Les autorités ne sont pas intervenues. La ville nous a concédé les terrains par le biais d’un bail emphytéotique. C’est elle qui est gagnante. La ville a acheté le terrain et les espaces y attenant. Par la suite, TMVW (une intercommunale qui gère l’eau potable et s’appelle désormais Farys, ndlr) a acquis des locaux susceptibles d’être loués. A un prix plancher. Elle a investi parce qu’il fallait des loges et des bureaux supplémentaires. Elle a loué une partie au club et le reste à des sociétés extérieures. Ce n’est pas du soutien des autorités, ça, c’est juste un bon investissement : dans deux ans, ils pourront vendre en réalisant une plus-value de vingt pour cent. Je me demande d’ailleurs si je ne vais pas le leur racheter.

 » Le stade n’est pas un centre commercial  »

Des gens très au fait du dossier nous ont dit que 70 % de la Ghelamco Arena avaient été financés par des deniers publics.

Il n’y a pas de deniers publics ici. Nous avons financé la construction jusqu’à ce qu’elle soit terminée. Et nous avons payé cash car les banques ne croyaient pas en nous. Personne d’autre n’a mis un euro. Une fois les travaux terminés, la ville a acheté la partie qui lui revenait. Le reste nous appartient. Nous savions que nous y arriverions. Si nous parvenions à créer une communauté, c’était une affaire en or. Mais il fallait que la façade soit transparente et attractive. Il fallait aussi surtout que le stade soit accueillant. Sans mobilité, sans infrastructures d’accueil et sans catering, nous pouvions l’oublier.

Vous avez tout de même eu besoin des autorités pour les voies d’accès.

Nous devons discuter avec elles de la mobilité en dehors de la propriété. Tout ce qui doit être fait sur nos terrains est à notre charge. C’est pourquoi je veux des bureaux, pas du commerce de détail ! Nous ne voulons pas faire du stade un centre commercial. Jamais. Car ce n’est pas complémentaire avec le football. Pour nous, les stades sont des produits d’investissement. Je n’ai donc aucune envie de collaborer avec les autorités : si j’obtiens un seul euro de subside, je ne peux pas vendre.

Pourquoi le dossier de l’Eurostadium à Bruxelles est-il plus difficile ?

ENTRÉES EXTRAITES
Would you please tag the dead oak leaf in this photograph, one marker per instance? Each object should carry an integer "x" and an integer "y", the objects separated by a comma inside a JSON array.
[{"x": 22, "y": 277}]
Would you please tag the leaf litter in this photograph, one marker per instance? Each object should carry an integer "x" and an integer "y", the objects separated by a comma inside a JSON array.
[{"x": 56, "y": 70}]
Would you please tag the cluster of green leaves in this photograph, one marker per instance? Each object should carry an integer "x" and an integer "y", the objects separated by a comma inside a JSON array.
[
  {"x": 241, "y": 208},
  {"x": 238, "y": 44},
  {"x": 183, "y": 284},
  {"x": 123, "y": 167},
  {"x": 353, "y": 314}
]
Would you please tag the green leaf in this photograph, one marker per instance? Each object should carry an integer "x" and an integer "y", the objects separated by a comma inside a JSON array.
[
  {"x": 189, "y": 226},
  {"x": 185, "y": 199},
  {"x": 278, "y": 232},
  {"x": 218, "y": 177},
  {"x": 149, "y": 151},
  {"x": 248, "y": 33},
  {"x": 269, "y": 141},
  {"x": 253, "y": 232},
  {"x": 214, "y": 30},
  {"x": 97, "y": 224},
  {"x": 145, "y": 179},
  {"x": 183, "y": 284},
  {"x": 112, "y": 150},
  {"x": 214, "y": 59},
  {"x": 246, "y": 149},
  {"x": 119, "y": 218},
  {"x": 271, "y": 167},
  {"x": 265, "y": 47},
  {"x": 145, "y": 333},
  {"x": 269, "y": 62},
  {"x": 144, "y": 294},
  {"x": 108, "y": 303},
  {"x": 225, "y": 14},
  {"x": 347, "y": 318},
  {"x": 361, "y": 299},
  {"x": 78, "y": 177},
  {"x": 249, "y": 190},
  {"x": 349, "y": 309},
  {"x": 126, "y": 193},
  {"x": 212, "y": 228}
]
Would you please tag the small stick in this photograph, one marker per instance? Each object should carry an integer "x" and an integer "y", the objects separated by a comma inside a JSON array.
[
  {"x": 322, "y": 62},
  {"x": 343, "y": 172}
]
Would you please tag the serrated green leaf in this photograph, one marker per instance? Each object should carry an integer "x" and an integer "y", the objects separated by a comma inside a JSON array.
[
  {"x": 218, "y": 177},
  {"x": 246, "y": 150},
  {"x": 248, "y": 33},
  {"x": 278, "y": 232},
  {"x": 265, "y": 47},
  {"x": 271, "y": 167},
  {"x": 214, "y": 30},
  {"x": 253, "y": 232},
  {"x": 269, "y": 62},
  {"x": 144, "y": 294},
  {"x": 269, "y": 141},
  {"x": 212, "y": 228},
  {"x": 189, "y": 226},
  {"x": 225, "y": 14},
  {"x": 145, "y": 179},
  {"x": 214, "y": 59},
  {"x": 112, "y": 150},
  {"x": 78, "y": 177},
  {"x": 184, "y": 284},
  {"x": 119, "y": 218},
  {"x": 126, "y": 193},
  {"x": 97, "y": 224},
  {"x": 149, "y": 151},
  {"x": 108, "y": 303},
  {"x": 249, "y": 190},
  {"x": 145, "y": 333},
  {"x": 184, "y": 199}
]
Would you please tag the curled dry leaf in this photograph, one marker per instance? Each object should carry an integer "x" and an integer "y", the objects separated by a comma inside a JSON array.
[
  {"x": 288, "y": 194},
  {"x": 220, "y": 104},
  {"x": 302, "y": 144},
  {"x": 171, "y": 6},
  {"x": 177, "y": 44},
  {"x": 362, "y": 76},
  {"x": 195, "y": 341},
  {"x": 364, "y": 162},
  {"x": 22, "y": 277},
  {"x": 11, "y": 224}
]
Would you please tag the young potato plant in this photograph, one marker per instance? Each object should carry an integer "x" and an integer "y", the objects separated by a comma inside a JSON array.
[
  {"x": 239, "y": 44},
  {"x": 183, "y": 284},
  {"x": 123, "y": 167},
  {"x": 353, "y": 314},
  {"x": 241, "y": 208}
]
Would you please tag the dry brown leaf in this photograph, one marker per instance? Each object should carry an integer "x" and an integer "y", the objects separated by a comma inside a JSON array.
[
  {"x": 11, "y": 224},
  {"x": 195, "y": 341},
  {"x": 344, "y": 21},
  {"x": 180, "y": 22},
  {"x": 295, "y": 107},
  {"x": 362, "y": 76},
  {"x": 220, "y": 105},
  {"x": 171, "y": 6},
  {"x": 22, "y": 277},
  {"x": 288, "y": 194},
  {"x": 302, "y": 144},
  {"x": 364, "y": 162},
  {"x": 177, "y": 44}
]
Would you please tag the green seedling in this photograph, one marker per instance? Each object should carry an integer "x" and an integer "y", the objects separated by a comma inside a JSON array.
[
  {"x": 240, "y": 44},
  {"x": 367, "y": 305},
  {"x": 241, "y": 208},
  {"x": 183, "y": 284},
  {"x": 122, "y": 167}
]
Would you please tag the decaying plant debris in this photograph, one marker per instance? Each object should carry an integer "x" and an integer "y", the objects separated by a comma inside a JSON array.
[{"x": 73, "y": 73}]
---
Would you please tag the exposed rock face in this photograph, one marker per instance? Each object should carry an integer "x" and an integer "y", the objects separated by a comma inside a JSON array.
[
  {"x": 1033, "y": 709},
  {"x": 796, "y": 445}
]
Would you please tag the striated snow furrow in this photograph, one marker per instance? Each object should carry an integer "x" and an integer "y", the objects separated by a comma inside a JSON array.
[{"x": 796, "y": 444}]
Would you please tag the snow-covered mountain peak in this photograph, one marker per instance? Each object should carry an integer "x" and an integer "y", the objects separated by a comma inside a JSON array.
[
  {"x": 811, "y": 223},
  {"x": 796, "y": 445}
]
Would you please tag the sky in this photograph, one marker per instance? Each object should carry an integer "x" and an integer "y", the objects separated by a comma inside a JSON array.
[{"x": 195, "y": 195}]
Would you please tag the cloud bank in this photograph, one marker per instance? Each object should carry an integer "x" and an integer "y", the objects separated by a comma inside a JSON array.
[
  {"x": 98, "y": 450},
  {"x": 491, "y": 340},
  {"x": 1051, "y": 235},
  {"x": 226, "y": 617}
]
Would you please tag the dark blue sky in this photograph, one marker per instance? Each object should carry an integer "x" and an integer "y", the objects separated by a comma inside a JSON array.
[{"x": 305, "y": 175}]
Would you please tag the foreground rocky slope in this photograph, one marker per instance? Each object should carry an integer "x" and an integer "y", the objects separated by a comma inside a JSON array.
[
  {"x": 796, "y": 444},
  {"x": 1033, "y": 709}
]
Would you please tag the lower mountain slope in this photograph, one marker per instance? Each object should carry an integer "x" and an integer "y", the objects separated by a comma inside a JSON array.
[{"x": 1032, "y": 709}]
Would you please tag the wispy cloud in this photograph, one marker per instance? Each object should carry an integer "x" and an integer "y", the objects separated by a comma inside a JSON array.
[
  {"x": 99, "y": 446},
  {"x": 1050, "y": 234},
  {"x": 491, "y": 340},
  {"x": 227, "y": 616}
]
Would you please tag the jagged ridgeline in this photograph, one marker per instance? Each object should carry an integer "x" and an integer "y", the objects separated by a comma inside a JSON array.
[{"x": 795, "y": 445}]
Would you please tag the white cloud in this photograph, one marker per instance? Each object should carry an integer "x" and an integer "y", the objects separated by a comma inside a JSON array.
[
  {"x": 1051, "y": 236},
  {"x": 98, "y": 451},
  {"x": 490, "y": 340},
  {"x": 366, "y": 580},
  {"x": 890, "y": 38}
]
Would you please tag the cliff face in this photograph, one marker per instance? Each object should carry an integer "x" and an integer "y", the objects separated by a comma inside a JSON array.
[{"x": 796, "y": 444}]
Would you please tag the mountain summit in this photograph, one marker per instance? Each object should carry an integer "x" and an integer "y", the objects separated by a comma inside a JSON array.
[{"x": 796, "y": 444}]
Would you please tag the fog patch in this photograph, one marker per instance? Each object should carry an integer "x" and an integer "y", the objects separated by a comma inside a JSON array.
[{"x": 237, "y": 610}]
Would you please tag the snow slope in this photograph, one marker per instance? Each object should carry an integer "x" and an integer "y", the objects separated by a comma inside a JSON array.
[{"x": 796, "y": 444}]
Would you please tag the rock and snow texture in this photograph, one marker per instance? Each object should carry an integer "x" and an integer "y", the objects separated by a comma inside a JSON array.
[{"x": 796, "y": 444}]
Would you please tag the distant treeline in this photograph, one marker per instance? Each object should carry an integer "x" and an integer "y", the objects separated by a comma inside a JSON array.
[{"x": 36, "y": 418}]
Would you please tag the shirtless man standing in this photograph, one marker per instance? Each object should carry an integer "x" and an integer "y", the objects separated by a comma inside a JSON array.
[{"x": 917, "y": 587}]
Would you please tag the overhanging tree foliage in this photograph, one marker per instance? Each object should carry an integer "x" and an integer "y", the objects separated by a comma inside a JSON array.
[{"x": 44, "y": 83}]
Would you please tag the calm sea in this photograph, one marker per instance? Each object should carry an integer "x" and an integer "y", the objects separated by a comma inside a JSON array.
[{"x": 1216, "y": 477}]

TRAVAIL DEMANDÉ
[a] Recopiez le passage de l'entretien sur la Ghelamco Arena qui commence par « Des gens très » et se poursuit jusqu'à « nous pouvions l’oublier. ».
[b] D'après l'entretien sur la Ghelamco Arena, pourquoi le club a-t-il payé cash la construction du stade ?
[c] Écrivez la suite de l'entretien sur la Ghelamco Arena à partir de sa dernière phrase.
Les entrées n'ont aucun lien avec l'entretien sur la Ghelamco Arena.

RÉPONSES DANS L'ORDRE
[a]
Des gens très au fait du dossier nous ont dit que 70 % de la Ghelamco Arena avaient été financés par des deniers publics.

Il n’y a pas de deniers publics ici. Nous avons financé la construction jusqu’à ce qu’elle soit terminée. Et nous avons payé cash car les banques ne croyaient pas en nous. Personne d’autre n’a mis un euro. Une fois les travaux terminés, la ville a acheté la partie qui lui revenait. Le reste nous appartient. Nous savions que nous y arriverions. Si nous parvenions à créer une communauté, c’était une affaire en or. Mais il fallait que la façade soit transparente et attractive. Il fallait aussi surtout que le stade soit accueillant. Sans mobilité, sans infrastructures d’accueil et sans catering, nous pouvions l’oublier.

[b] Parce que les banques ne croyaient pas au club.

[c]
Il n’est pas difficile mais sensible, en ce sens que de nombreuses parties sont concernées et qu’il implique plusieurs personnalités, dont des politiciens. Il faut donc informer tout le monde. En matière de mobilité, nous avons eu une idée phénoménale. Nous avons placé le chemin d’accès au parking au milieu et en sous-sol. Il servira donc également d’accès au centre-ville. Et tout, dans ce projet, est financé par nos soins. Cela va faire faire des économies incroyables à la population. Des dizaines de millions. Comme la prolongation du tunnel passera sous la Chaussée Romaine, il ne faudra plus construire de routes en surface. C’est phénoménal. C’est ce point qui nous a permis de convaincre tous les comités d’action. On sortira du ring sur deux étages et sur quatre bandes à partir d’Anvers et de Gand, sans que ces deux voies ne se croisent. Tout se passera en sous-sol, il n’y aura aucun problème de circulation car, grâce au catering, les gens viendront trois heures à l’avance. Et pareil pour repartir. Ce qu’on a vu lors de la finale de la Coupe de Belgique n’arrivera plus.

Pourquoi fallait-il 62.500 places ?

Nous avons ramené la capacité à 60.000 places car cela suffit pour l’UEFA et nous avons redéfini certains espaces. Cinquante mille places suffisent sans doute à accueillir de grands événements comme un match d’ouverture de championnat d’Europe ou une finale de Coupe d’Europe. Mais si le stade devait s’avérer trop petit, on l’aurait construit pour rien.

Cela n’a-t-il pas rendu les négociations avec Anderlecht plus compliquées ? Le Sporting se satisfait de 45.000 places et il ne veut pas payer une location pour 15.000 places dont il n’a pas besoin.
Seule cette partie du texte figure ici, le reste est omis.